_WHAT THE EXERCISE ASKS_: If a line holds an image, leave the image out; write out everything else in the records exactly.

_RECORDS FOR THE EXERCISE_:
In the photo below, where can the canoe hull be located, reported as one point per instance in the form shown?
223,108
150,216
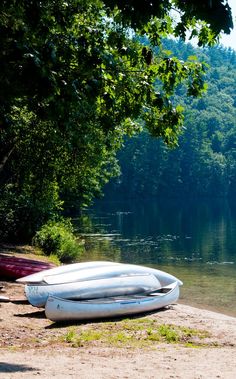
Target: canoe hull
58,309
110,271
98,288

_YOUR RESPONSE_:
In the photo below, where can the canoe hull be located, reported as one point per instance in the form shown?
223,108
150,216
Target: canoe hull
58,309
110,271
98,288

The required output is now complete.